[Text passage]:
▶

Wait a minute, though - if they sold floating regular season platinum weeks and at the time those weeks were sold, regular platinum season included week 3, how can they then go back and change the season to exclude week 3?  If they can do that, for example, why couldnt they exclude all of march and create a new season, spring break, and sell those units for more and exclude all of march from those who currently own regular floating season weeks?  I must be missing something here...


----------



## Steamboat Bill (Apr 3, 2008)

I believe (not proof) that any owner can fix their ski week for an additonal $10-15k extra.


----------



## wcfr1 (Apr 3, 2008)

hipslo said:


> Wait a minute, though - if they sold floating regular season platinum weeks and at the time those weeks were sold, regular platinum season included week 3, how can they then go back and change the season to exclude week 3?  If they can do that, for example, why couldnt they exclude all of march and create a new season, spring break, and sell those units for more and exclude all of march from those who currently own regular floating season weeks?  I must be missing something here...

◀

[Dataset entries]:
▶

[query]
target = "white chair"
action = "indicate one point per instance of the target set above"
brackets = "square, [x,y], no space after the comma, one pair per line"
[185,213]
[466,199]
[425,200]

◀

[Exercise tasks]:
1. Do these statements agree with the timeshare thread? Answer yes or no for each, quoting the words of the thread that decide it. (a) When the floating weeks were sold, regular platinum season included week 3. (b) Steamboat Bill offers proof that an owner can fix a ski week. (c) Fixing a ski week is said to cost an extra $10-15k.
2. Write what follows in the timeshare thread, continuing after its last post.
The data was drawn from a separate source.

[Solved tasks]:
1.
(a) Yes: "at the time those weeks were sold, regular platinum season included week 3"
(b) No: "I believe (not proof)"
(c) Yes: "any owner can fix their ski week for an additonal $10-15k extra"

2.
Yeah I think you are.

Your floating week can still request week 3 if it is available. If however the day comes when they sell out all their week 3's as fixed units that simply means that week three is no longer available to request. 

I guess their is an exception. If a fixed week 3 owner does an internal excahnge for say week 10, then that means a week is open during week 3 for a float owner to request it. I don't know if they have a waiting list or not but it would be possible for you to call 11 months in advance and not have it available. Then say 4 months out a fixed week 3 person should switches their week someone calling 4 months out might get it, or if they have a wait list maybe the person on the top of the wait list might get it. 

Also, I think if you bought your unit before week 3 was fixed their would be no seasonal upgrade when you booked that week. If you bought your unit after week 3 became fixed it probably would include a seasonal upgrade. This would be the same if a floating winter week owner tried to get 51, 52 or 7.

__________________

11 months and 1 day. Didn't know that. Thanks for the info.


----------



## hipslo (Apr 3, 2008)

wcfr1 said:


> Yeah I think you are.
> 
> Your floating week can still request week 3 if it is available. If however the day comes when they sell out all their week 3's as fixed units that simply means that week three is no longer available to request.



I dont kow, something just doesnt seem right about that, they are retroactively removing inventory from owners of a season that was sold to include that inventory.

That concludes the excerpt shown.